___ Data excerpts ___
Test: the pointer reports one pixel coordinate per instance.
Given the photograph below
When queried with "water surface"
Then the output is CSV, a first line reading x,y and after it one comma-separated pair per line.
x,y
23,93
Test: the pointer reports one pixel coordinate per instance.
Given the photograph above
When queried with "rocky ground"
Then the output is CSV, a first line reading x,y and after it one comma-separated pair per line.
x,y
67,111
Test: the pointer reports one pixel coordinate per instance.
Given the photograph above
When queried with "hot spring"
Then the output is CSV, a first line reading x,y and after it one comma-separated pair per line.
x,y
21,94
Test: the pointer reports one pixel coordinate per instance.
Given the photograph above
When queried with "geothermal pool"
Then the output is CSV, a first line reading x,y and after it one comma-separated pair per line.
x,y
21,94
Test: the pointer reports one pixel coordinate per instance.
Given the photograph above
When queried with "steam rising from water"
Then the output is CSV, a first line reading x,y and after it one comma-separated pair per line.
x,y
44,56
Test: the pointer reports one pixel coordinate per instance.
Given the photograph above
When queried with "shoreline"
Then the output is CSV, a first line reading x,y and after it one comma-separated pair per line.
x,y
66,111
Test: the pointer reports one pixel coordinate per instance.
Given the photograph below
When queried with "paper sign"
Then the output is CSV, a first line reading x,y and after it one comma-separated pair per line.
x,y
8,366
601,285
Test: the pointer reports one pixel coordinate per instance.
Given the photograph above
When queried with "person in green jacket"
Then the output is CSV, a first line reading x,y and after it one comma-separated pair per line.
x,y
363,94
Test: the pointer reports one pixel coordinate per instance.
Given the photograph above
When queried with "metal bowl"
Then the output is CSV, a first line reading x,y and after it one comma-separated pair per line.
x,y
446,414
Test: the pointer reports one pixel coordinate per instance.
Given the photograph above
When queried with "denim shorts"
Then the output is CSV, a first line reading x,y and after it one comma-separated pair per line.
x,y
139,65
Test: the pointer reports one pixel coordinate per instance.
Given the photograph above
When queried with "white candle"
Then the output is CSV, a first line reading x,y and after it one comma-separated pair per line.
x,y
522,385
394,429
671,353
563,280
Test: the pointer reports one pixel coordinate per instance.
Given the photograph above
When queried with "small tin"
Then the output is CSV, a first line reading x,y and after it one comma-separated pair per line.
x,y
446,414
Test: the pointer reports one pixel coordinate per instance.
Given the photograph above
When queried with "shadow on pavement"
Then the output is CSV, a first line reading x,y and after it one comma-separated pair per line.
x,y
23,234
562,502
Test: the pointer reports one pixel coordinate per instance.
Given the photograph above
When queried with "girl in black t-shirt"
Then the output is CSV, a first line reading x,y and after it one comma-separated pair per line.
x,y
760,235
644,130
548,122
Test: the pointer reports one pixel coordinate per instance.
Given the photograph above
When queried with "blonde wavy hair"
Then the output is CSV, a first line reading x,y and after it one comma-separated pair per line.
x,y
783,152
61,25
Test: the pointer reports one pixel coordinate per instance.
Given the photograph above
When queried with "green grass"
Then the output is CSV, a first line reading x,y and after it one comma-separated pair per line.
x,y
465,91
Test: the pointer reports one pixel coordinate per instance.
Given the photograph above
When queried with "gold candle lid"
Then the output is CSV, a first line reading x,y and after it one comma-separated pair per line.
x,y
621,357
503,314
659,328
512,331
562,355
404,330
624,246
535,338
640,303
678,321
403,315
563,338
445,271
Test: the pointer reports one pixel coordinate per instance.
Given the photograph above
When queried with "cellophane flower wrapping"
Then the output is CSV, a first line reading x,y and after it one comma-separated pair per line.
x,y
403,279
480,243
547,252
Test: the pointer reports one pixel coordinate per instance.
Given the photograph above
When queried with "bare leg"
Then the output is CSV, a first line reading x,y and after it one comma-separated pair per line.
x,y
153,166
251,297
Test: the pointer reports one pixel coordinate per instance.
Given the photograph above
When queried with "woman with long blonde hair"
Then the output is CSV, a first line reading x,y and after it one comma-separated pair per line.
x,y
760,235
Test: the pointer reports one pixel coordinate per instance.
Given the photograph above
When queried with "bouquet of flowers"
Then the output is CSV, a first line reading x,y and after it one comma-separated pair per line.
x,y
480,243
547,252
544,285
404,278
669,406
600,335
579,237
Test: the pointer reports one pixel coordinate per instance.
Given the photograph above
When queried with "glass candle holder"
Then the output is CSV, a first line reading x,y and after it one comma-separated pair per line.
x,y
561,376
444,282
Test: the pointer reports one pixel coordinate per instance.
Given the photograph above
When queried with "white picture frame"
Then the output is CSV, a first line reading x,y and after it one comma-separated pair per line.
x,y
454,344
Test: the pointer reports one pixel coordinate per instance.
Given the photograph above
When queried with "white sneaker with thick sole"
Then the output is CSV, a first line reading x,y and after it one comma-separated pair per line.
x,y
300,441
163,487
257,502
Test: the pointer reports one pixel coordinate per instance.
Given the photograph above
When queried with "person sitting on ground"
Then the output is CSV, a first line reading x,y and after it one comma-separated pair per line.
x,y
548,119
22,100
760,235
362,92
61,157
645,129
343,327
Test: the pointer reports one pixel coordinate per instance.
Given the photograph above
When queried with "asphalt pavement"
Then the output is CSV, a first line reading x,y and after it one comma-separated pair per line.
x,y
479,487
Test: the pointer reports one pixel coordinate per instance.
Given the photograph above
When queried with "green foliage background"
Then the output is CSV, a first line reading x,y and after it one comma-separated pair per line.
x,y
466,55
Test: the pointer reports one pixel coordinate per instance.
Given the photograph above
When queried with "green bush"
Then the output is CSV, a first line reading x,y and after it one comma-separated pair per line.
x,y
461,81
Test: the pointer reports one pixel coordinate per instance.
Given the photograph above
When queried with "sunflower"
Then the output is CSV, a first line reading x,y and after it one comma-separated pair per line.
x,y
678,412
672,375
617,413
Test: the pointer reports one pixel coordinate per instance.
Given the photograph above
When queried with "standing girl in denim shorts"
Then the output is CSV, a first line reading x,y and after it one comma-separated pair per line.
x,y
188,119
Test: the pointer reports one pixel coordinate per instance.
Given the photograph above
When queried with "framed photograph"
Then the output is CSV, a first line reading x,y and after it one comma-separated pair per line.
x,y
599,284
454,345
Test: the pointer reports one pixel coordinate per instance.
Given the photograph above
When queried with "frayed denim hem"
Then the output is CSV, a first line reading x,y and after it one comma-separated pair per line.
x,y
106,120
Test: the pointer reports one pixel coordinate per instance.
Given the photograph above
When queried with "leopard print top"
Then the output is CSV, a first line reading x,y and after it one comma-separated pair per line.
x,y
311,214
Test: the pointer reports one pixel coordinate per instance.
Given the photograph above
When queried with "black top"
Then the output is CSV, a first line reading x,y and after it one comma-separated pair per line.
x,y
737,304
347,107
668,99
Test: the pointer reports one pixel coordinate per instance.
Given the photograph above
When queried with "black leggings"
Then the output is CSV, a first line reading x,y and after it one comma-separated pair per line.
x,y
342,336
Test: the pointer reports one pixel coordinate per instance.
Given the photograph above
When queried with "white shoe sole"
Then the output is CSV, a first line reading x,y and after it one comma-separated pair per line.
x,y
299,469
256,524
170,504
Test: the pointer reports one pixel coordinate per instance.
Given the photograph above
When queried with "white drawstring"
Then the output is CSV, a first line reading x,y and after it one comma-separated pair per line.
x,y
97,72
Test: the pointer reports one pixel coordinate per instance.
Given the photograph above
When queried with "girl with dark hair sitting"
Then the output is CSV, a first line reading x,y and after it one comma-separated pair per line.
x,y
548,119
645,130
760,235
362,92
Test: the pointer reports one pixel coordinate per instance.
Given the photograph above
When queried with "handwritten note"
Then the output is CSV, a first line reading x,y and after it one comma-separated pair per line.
___
*Exercise aim:* Every line that holds the word "sitting" should be copied from the records.

*Exercise result:*
When queried with "person sitting on ground"
When queried with "girl with dark hair sitting"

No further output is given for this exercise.